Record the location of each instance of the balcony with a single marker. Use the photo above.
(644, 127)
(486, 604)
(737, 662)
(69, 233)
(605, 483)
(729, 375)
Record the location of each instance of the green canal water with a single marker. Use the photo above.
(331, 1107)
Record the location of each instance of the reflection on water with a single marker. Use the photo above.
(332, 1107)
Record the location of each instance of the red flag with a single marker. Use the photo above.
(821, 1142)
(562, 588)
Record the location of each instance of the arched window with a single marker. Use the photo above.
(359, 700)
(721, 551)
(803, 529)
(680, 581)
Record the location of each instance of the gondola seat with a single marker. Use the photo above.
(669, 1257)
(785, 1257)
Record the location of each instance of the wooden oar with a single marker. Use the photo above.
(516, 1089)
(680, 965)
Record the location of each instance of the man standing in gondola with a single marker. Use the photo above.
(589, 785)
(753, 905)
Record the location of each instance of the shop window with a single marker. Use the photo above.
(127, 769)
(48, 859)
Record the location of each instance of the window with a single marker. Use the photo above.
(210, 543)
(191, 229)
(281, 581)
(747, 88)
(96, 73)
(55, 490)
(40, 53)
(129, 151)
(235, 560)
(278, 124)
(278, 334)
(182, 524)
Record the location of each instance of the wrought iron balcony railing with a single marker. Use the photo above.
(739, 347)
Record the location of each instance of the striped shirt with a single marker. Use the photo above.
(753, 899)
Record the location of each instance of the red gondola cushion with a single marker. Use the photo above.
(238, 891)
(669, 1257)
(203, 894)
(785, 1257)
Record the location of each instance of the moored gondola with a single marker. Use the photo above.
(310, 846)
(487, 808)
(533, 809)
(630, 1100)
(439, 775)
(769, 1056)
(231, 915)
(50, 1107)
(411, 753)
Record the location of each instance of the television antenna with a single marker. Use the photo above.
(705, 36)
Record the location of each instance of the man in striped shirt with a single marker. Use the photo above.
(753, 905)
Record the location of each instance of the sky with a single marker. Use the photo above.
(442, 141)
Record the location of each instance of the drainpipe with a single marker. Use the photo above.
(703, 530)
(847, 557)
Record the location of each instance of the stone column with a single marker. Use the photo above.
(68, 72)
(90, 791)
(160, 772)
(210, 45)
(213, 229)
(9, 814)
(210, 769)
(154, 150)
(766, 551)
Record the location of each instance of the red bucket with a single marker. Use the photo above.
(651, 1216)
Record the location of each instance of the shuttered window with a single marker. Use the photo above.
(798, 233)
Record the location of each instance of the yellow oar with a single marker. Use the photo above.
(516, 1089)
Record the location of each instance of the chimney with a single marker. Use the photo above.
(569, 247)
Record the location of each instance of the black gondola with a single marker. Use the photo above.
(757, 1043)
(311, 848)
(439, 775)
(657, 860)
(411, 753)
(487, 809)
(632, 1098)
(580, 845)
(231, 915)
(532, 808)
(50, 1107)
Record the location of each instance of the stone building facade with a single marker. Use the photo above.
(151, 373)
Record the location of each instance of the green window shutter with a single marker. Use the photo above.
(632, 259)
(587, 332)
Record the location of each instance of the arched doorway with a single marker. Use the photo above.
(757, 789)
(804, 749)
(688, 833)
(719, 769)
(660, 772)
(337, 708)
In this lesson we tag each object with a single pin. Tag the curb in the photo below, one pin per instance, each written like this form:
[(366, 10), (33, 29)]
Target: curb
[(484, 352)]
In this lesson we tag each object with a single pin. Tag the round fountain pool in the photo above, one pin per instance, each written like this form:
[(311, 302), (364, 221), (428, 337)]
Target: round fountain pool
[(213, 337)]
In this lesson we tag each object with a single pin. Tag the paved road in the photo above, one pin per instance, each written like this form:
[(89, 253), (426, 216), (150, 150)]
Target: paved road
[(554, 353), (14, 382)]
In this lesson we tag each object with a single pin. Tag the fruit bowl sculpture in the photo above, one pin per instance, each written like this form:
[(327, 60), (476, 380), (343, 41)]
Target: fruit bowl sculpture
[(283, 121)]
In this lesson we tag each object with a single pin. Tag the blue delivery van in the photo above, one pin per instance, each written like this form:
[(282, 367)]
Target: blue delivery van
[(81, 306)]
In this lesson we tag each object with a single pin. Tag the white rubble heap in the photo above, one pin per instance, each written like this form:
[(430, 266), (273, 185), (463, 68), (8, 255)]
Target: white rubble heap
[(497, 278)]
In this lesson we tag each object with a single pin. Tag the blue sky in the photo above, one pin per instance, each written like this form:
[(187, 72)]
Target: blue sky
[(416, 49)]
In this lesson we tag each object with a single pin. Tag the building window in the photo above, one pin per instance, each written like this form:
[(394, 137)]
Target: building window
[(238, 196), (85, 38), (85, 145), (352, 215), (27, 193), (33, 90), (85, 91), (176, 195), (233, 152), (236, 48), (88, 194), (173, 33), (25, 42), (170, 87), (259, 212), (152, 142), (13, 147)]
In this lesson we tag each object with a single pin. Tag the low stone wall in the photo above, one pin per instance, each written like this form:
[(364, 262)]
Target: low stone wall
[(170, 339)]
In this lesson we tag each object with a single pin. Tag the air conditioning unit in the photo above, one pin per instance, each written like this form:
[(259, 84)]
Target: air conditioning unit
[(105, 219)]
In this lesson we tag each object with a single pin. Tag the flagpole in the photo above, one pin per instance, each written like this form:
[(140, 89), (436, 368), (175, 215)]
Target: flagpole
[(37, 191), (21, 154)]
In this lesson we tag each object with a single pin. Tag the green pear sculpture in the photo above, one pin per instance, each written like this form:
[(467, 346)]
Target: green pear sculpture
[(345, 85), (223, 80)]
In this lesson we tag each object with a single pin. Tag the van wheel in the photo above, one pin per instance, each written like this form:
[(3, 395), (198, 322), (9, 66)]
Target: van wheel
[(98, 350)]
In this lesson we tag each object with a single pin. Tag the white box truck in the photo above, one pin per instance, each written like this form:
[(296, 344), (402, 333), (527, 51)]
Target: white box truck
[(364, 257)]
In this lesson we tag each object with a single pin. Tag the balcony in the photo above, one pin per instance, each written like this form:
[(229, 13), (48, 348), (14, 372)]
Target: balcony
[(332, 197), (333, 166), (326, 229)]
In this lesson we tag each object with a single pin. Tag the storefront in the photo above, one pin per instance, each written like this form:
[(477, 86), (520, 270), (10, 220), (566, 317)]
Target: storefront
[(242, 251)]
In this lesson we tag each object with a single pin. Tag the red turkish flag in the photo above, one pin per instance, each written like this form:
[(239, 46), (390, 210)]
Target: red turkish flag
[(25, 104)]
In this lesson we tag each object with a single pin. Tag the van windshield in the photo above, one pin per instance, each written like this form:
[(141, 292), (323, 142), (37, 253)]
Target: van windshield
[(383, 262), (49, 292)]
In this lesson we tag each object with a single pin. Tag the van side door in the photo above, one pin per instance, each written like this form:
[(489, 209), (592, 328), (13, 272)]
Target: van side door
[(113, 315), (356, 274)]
******
EXERCISE PROMPT: Write down only the closing run of lines: the one containing "[(229, 13), (48, 348), (14, 372)]" and every line after it to the end of the entries, exactly.

ANSWER SPACE:
[(229, 13), (48, 348), (14, 372)]
Target: balcony
[(332, 197), (333, 166), (326, 229)]
In this lesson we tag each object with a single pin. Tag the storefront in the photo above, one pin per instance, each written like this form:
[(477, 86), (520, 270), (10, 220), (566, 317)]
Target: storefront
[(242, 251)]
In this lesson we tag each object with a single pin. Tag the red turkish flag in the photo above, one pin per instance, each written like this form:
[(239, 46), (390, 210)]
Target: red turkish flag
[(25, 104)]
In this lesson we tag each object with a single pin. Tag the van windshield in the photo above, one pin per instance, each written like this form:
[(141, 292), (323, 142), (37, 253)]
Target: van windshield
[(383, 262), (49, 292)]
In this lesson we tag each object with a single pin. Tag the van side door in the photo above, one pin per instance, each written like this form:
[(489, 209), (592, 328), (13, 272)]
Target: van side door
[(113, 315), (356, 274)]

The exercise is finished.